▶ [GIVEN TASK 1]: Revise the stretch of the Holi festival announcement from "The Hindu Temple" through "on each other.", swapping "sitars" for "harmoniums".

▶ [READING PASSAGE]:
The Hindu Temple Society of North America will present Holi: The Spring Festival of Colors at Queens Museum on Sunday, April 23, at 2 p.m. It’s free and open to all.

Holi is an international, Hindu-based ritual that marks the onset of spring and the triumph of light over darkness. However, this two-hour event will incorporate aspects of Earth Day celebrations, harvest festivals, and other acts expressing gratitude to Mother Earth.

Many women will wear colorful saris and floral necklaces. Fresh flowers and statuettes of Hindu gods will fill the venue. And artists from a variety of nationalities and cultures will dance, sing, chant, play sitars and tablas, distribute sweets, and play harmless pranks on each other.

As part of the festivities, many participants will sprinkle red-dyed water, perfume, and talcum powder on each other as an expression of love based on the tale of a friendly coloring battle between a Hindu god and some cowherds. (Out of respect, youngsters only color the feet of elders.)

▶ [RECORDS]:
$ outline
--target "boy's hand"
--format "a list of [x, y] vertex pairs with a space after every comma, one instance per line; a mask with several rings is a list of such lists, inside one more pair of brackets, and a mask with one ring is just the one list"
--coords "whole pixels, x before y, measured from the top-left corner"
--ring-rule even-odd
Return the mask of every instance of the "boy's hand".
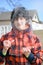
[[24, 54], [26, 57], [28, 57], [28, 56], [30, 55], [30, 53], [31, 53], [31, 50], [30, 50], [28, 47], [24, 47], [24, 48], [22, 49], [22, 52], [23, 52], [23, 54]]

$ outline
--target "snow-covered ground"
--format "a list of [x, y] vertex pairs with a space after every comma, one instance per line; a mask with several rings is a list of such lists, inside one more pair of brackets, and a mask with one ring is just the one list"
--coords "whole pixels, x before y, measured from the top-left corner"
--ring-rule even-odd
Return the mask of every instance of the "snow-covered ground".
[[33, 30], [43, 30], [43, 24], [32, 22]]

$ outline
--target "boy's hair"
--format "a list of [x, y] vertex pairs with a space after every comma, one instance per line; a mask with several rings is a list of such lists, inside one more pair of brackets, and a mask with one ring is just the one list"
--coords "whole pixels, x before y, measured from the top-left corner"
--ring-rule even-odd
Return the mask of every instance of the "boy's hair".
[[18, 18], [24, 17], [26, 20], [29, 19], [29, 12], [24, 7], [17, 7], [11, 13], [11, 22], [18, 20]]

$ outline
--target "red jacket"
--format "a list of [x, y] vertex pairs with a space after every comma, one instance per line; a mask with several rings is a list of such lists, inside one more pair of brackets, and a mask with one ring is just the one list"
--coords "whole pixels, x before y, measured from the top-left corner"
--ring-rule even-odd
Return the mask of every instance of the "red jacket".
[[[2, 54], [4, 40], [14, 40], [6, 56]], [[28, 58], [23, 55], [22, 47], [34, 47]], [[41, 65], [42, 54], [40, 40], [31, 31], [19, 32], [12, 29], [0, 39], [0, 64], [5, 60], [5, 65]]]

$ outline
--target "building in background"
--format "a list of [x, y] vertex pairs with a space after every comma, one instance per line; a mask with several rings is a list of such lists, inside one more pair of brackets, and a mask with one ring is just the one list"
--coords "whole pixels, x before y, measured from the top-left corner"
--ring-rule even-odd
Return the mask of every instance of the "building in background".
[[[32, 19], [33, 30], [43, 30], [43, 23], [40, 22], [37, 11], [29, 10], [28, 12]], [[11, 30], [10, 16], [11, 12], [0, 13], [0, 37]]]

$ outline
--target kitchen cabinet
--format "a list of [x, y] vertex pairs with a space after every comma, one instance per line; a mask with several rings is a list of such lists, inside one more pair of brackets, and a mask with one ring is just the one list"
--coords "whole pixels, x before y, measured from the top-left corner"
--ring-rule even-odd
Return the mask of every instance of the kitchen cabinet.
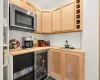
[[63, 80], [84, 80], [84, 54], [63, 51]]
[[75, 2], [71, 1], [62, 6], [62, 31], [75, 29]]
[[9, 2], [25, 9], [25, 0], [9, 0]]
[[26, 8], [26, 10], [28, 10], [28, 11], [34, 13], [34, 14], [35, 14], [35, 12], [36, 12], [36, 7], [33, 6], [33, 4], [31, 4], [31, 3], [28, 2], [27, 0], [25, 1], [25, 8]]
[[51, 12], [42, 11], [42, 33], [51, 33]]
[[62, 51], [50, 50], [50, 74], [62, 80]]
[[61, 7], [52, 11], [52, 32], [61, 31]]
[[41, 10], [36, 9], [36, 15], [37, 15], [37, 33], [41, 33]]

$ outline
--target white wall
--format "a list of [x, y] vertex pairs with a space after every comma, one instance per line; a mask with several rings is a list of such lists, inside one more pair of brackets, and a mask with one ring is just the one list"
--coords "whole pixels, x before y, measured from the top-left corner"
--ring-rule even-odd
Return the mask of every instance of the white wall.
[[44, 39], [45, 40], [45, 36], [41, 35], [41, 34], [33, 34], [30, 32], [23, 32], [23, 31], [15, 31], [15, 30], [10, 30], [9, 31], [9, 38], [10, 39], [17, 39], [21, 45], [22, 45], [22, 37], [30, 37], [33, 36], [33, 38], [36, 39]]
[[0, 80], [3, 80], [3, 0], [0, 0]]
[[85, 80], [99, 80], [98, 2], [83, 0], [82, 49], [85, 51]]
[[28, 0], [40, 9], [48, 10], [61, 6], [63, 3], [71, 0]]
[[47, 36], [47, 40], [50, 40], [51, 46], [64, 47], [65, 41], [68, 40], [69, 45], [75, 48], [81, 48], [81, 32], [52, 34]]

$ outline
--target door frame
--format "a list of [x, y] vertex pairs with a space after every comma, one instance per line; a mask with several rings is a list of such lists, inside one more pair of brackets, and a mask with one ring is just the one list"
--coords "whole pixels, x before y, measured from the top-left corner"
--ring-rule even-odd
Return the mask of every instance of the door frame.
[[100, 0], [99, 0], [99, 80], [100, 80]]

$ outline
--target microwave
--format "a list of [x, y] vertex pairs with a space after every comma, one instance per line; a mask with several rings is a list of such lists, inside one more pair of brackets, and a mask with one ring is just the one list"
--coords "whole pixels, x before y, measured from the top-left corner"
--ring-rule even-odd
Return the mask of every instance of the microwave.
[[36, 30], [36, 15], [30, 11], [10, 4], [10, 29], [22, 31]]

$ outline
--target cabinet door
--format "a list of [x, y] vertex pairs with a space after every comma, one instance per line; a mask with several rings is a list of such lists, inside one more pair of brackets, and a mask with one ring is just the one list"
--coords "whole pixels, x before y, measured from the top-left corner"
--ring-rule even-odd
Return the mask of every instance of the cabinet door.
[[39, 9], [36, 9], [36, 15], [37, 15], [37, 32], [41, 33], [41, 11]]
[[61, 8], [52, 11], [52, 32], [61, 31]]
[[62, 51], [50, 50], [50, 74], [62, 80]]
[[36, 8], [33, 6], [33, 4], [31, 4], [28, 1], [25, 1], [25, 5], [26, 5], [26, 10], [28, 10], [28, 11], [30, 11], [30, 12], [35, 14]]
[[70, 2], [62, 7], [62, 31], [75, 28], [75, 3]]
[[42, 11], [42, 33], [51, 33], [51, 12]]
[[11, 4], [15, 4], [19, 7], [25, 8], [25, 0], [9, 0]]
[[63, 54], [63, 80], [84, 80], [84, 55], [66, 51]]

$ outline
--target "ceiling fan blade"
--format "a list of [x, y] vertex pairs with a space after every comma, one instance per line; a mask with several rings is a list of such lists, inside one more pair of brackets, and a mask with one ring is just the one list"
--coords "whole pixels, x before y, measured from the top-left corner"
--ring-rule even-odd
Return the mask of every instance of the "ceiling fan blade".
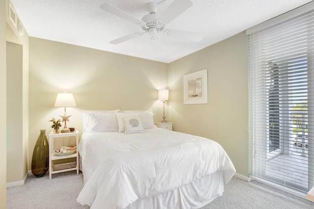
[[126, 41], [128, 41], [130, 39], [133, 39], [134, 38], [138, 37], [139, 36], [142, 36], [143, 34], [146, 33], [135, 33], [131, 34], [128, 35], [127, 36], [123, 36], [123, 37], [119, 38], [117, 39], [111, 41], [109, 42], [110, 44], [118, 44], [122, 42], [124, 42]]
[[162, 47], [161, 46], [160, 40], [157, 36], [152, 36], [152, 38], [151, 38], [151, 43], [152, 43], [152, 46], [153, 46], [153, 49], [154, 52], [162, 52]]
[[204, 35], [198, 33], [191, 33], [190, 32], [182, 31], [181, 30], [167, 29], [163, 32], [165, 36], [182, 38], [188, 41], [199, 42], [203, 39]]
[[158, 19], [167, 24], [193, 5], [190, 0], [175, 0]]
[[127, 20], [131, 22], [134, 23], [134, 24], [140, 24], [141, 23], [144, 23], [142, 21], [140, 21], [137, 19], [136, 18], [134, 18], [131, 15], [127, 13], [124, 11], [121, 10], [120, 9], [118, 9], [116, 7], [115, 7], [108, 3], [104, 3], [102, 4], [100, 6], [100, 8], [102, 9], [104, 9], [107, 12], [109, 12], [117, 16], [119, 16], [122, 18], [123, 18], [125, 20]]

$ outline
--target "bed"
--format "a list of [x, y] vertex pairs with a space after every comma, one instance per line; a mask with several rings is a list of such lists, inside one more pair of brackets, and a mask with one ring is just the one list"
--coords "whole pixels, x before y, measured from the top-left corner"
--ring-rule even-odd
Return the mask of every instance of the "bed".
[[222, 195], [236, 172], [213, 140], [156, 127], [152, 111], [83, 111], [78, 146], [93, 209], [197, 209]]

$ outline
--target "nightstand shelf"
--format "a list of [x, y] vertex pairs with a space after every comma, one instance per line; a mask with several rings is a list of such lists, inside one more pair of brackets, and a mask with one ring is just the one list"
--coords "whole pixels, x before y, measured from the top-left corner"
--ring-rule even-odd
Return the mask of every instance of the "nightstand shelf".
[[164, 129], [172, 131], [172, 122], [166, 122], [162, 123], [161, 122], [155, 122], [155, 125], [158, 128], [163, 128]]
[[[77, 170], [77, 174], [78, 174], [78, 131], [76, 130], [74, 132], [53, 134], [52, 132], [49, 134], [49, 179], [52, 179], [52, 175], [54, 173], [62, 172]], [[54, 142], [55, 140], [60, 139], [61, 138], [74, 137], [76, 138], [77, 150], [72, 154], [65, 155], [57, 155], [53, 153], [55, 149]], [[64, 139], [63, 138], [63, 140]], [[71, 140], [70, 138], [69, 140]], [[73, 159], [73, 162], [65, 163], [54, 163], [54, 161]]]

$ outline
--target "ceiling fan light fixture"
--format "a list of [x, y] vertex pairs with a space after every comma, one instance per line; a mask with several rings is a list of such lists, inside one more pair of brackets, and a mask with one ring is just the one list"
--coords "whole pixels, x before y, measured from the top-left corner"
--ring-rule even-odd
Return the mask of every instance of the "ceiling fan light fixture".
[[151, 36], [156, 36], [158, 33], [158, 29], [156, 27], [150, 27], [148, 28], [148, 33]]
[[150, 14], [155, 14], [157, 12], [158, 5], [155, 2], [149, 3], [147, 5], [147, 10]]

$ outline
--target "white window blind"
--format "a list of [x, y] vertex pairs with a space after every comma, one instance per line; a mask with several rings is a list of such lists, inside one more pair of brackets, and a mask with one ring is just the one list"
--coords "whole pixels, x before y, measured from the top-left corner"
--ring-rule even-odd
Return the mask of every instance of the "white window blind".
[[247, 31], [249, 174], [301, 196], [314, 186], [314, 8]]

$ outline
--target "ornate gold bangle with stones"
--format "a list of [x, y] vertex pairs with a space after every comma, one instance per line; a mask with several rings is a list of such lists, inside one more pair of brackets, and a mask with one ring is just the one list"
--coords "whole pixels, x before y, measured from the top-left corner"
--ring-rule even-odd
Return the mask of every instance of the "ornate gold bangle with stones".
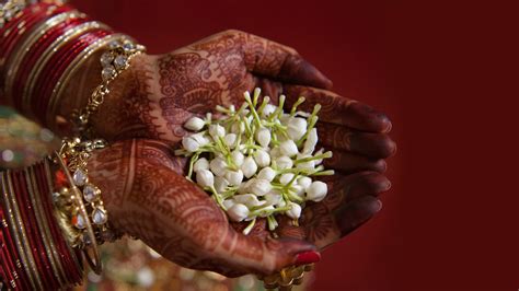
[[81, 51], [71, 65], [65, 70], [60, 79], [53, 89], [51, 96], [49, 100], [48, 112], [46, 121], [50, 127], [56, 127], [56, 113], [58, 112], [58, 104], [64, 95], [66, 84], [69, 83], [72, 75], [81, 68], [81, 66], [99, 49], [106, 47], [109, 43], [123, 38], [123, 34], [111, 34], [106, 35], [103, 38], [96, 40], [83, 51]]
[[90, 116], [97, 110], [99, 106], [103, 104], [104, 97], [109, 94], [109, 83], [129, 67], [135, 56], [143, 53], [146, 49], [143, 46], [135, 44], [128, 36], [111, 42], [108, 48], [109, 50], [101, 56], [103, 68], [101, 71], [101, 84], [88, 100], [86, 106], [72, 114], [72, 121], [80, 132], [90, 133], [88, 132]]
[[[101, 199], [101, 189], [89, 181], [88, 160], [94, 150], [106, 146], [101, 139], [90, 139], [89, 119], [109, 93], [109, 83], [129, 67], [134, 56], [145, 49], [123, 36], [109, 43], [108, 48], [101, 57], [102, 83], [90, 96], [85, 108], [73, 116], [77, 137], [64, 139], [54, 160], [68, 184], [57, 185], [59, 189], [54, 194], [58, 222], [69, 243], [83, 249], [86, 261], [96, 273], [102, 270], [97, 244], [115, 241], [117, 235], [108, 228], [108, 213]], [[88, 249], [93, 251], [93, 257]]]

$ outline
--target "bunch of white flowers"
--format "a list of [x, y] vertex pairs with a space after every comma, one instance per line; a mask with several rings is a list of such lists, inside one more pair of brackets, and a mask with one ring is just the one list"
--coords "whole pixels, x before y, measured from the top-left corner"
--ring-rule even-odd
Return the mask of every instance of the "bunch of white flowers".
[[212, 195], [232, 221], [251, 221], [243, 233], [247, 234], [256, 218], [266, 218], [268, 229], [275, 230], [276, 214], [284, 213], [297, 223], [305, 201], [321, 201], [327, 193], [326, 184], [313, 181], [315, 176], [333, 175], [324, 170], [323, 159], [332, 152], [315, 151], [318, 143], [318, 113], [298, 110], [304, 102], [300, 97], [289, 113], [270, 104], [268, 96], [260, 103], [260, 89], [235, 109], [217, 106], [220, 113], [214, 118], [192, 117], [184, 127], [194, 133], [183, 138], [183, 149], [176, 154], [191, 156], [187, 178]]

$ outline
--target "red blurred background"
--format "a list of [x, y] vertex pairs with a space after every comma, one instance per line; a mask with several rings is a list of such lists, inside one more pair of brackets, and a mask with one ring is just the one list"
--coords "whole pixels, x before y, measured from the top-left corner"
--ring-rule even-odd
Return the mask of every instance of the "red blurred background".
[[152, 54], [227, 28], [277, 40], [389, 114], [393, 188], [312, 290], [518, 290], [517, 1], [71, 2]]

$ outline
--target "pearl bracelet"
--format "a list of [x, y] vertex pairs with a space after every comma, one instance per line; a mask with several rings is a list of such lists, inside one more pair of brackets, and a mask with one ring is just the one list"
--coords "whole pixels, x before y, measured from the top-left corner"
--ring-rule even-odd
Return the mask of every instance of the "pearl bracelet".
[[[94, 90], [86, 106], [72, 115], [77, 136], [65, 138], [54, 159], [61, 167], [57, 172], [54, 193], [58, 221], [69, 243], [83, 251], [86, 261], [96, 273], [102, 271], [97, 245], [113, 242], [120, 235], [108, 226], [108, 213], [101, 199], [101, 189], [89, 181], [89, 158], [93, 151], [106, 147], [104, 140], [90, 138], [92, 130], [89, 119], [109, 93], [108, 84], [129, 67], [132, 57], [145, 50], [143, 46], [136, 45], [126, 36], [108, 43], [108, 48], [101, 56], [102, 83]], [[93, 257], [89, 248], [93, 251]]]

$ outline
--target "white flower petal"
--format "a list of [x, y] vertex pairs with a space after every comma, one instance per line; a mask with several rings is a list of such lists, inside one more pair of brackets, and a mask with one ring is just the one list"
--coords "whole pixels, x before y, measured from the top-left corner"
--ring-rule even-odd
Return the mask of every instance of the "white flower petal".
[[199, 131], [204, 128], [205, 121], [199, 117], [192, 117], [185, 124], [184, 127], [192, 131]]
[[206, 158], [198, 159], [193, 165], [193, 171], [209, 170], [209, 161]]
[[328, 187], [326, 183], [323, 183], [321, 181], [315, 181], [307, 189], [307, 200], [319, 202], [324, 199], [327, 190], [328, 190]]

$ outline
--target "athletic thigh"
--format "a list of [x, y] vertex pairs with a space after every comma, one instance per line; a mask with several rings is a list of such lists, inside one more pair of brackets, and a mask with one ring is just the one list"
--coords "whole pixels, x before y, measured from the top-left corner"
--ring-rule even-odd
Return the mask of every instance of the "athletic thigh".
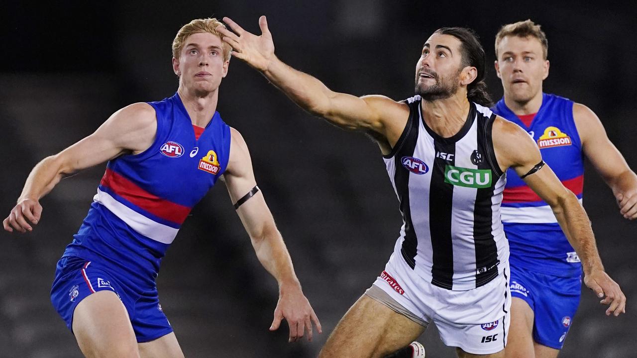
[[524, 299], [513, 297], [511, 300], [511, 327], [505, 348], [506, 358], [533, 358], [533, 310]]
[[505, 357], [504, 350], [492, 354], [471, 354], [464, 352], [461, 348], [456, 348], [455, 353], [458, 355], [458, 358], [504, 358]]
[[534, 344], [535, 348], [535, 358], [557, 358], [559, 350], [541, 345], [537, 342]]
[[174, 332], [150, 342], [138, 343], [141, 358], [183, 358]]
[[140, 358], [128, 312], [113, 291], [98, 291], [82, 299], [73, 313], [73, 331], [88, 358]]
[[319, 358], [376, 358], [413, 341], [425, 327], [363, 295], [336, 325]]

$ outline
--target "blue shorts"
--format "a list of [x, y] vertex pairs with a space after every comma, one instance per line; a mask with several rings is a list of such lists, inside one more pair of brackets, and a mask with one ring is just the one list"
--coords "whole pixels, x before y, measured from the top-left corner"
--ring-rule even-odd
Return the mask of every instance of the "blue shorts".
[[73, 332], [73, 311], [78, 303], [92, 293], [113, 291], [128, 311], [138, 342], [150, 341], [172, 332], [159, 304], [157, 287], [141, 289], [125, 277], [112, 266], [62, 257], [57, 262], [51, 302]]
[[524, 299], [533, 310], [533, 340], [562, 349], [580, 304], [582, 277], [557, 277], [511, 266], [511, 297]]

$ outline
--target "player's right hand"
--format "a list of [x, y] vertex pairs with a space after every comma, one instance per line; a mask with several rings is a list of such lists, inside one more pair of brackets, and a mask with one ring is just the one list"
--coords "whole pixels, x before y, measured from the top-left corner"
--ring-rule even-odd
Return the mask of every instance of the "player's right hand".
[[35, 225], [39, 221], [41, 214], [42, 206], [39, 202], [33, 199], [24, 199], [18, 201], [9, 216], [3, 220], [3, 226], [10, 233], [13, 233], [14, 229], [20, 233], [31, 231], [33, 227], [27, 220]]
[[606, 315], [612, 314], [617, 317], [620, 313], [626, 313], [626, 296], [619, 285], [604, 271], [594, 269], [590, 271], [584, 276], [584, 284], [592, 290], [598, 297], [603, 299], [599, 303], [609, 306], [606, 310]]
[[217, 31], [223, 35], [223, 41], [232, 47], [233, 56], [245, 61], [258, 71], [266, 71], [270, 61], [275, 58], [275, 43], [268, 29], [266, 17], [259, 18], [259, 26], [261, 28], [259, 36], [246, 31], [229, 18], [224, 17], [223, 20], [232, 31], [221, 26]]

▶ [GIVEN TASK 2]: Reproduce the records from their start through the line containing "52], [23, 54]]", requests included. Multiply every vertex coordinate in the answers by 1.15 and round to whole numbers, with halves rounding up. Return only that stretch, and leave the picture out.

▶ [EXERCISE ANSWER 1]:
The Hindu Temple Society of North America will present Holi: The Spring Festival of Colors at Queens Museum on Sunday, April 23, at 2 p.m. It’s free and open to all.

Holi is an international, Hindu-based ritual that marks the onset of spring and the triumph of light over darkness. However, this two-hour event will incorporate aspects of Earth Day celebrations, harvest festivals, and other acts expressing gratitude to Mother Earth.

Many women will wear colorful saris and floral necklaces. Fresh flowers and statuettes of Hindu gods will fill the venue. And artists from a variety of nationalities and cultures will dance, sing, chant, play harmoniums and tablas, distribute sweets, and play harmless pranks on each other.

▶ [EXERCISE ANSWER 2]:
$ outline
--target "boy's hand"
--format "a list of [x, y] vertex pairs with a space after every comma, one instance per line; a mask with several rings is a list of such lists, inside one more pair of brackets, and a mask with one ring is just the one list"
--coords "whole pixels, x before y, measured from the top-left corner"
--ring-rule even-odd
Return the mask of every instance of the "boy's hand".
[[28, 62], [30, 66], [32, 66], [32, 64], [35, 63], [35, 61], [36, 61], [36, 58], [35, 58], [32, 54], [28, 54], [28, 55], [25, 56], [25, 60], [26, 60], [26, 62]]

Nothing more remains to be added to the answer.